Copy all lines containing the string "building" from the records below.

=== Begin Enclosure ===

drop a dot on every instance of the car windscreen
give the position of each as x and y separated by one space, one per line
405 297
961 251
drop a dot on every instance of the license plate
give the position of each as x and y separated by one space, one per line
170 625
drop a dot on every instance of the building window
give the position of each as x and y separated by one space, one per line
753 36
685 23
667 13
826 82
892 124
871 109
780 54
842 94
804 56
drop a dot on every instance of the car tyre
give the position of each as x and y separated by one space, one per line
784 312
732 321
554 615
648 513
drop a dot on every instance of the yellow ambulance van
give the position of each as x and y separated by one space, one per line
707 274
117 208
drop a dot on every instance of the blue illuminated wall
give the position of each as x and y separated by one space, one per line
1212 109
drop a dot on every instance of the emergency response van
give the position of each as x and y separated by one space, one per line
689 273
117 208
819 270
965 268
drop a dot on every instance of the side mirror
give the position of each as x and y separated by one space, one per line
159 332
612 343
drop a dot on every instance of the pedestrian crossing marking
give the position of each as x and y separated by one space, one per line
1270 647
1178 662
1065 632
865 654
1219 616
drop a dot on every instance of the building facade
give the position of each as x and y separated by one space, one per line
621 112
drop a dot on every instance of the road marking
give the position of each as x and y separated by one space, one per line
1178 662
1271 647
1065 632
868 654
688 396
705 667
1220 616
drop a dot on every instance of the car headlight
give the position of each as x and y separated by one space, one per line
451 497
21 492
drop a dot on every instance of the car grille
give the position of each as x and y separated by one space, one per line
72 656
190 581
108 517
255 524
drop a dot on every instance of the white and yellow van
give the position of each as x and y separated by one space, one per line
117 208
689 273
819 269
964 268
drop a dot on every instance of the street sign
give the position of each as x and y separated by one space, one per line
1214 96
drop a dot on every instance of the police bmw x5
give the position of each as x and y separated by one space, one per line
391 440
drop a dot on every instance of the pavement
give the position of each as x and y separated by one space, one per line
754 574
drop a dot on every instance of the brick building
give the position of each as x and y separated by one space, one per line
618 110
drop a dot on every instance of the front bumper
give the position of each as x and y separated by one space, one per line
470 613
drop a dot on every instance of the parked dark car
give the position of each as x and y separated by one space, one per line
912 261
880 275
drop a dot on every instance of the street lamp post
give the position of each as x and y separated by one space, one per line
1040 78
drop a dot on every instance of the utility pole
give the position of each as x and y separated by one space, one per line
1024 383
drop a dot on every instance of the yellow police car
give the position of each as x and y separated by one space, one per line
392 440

=== End Enclosure ===

# [Solution to this problem]
drop a dot on every instance of the building window
drop a dot on every instance of the building facade
drop a dot on every instance of the brick building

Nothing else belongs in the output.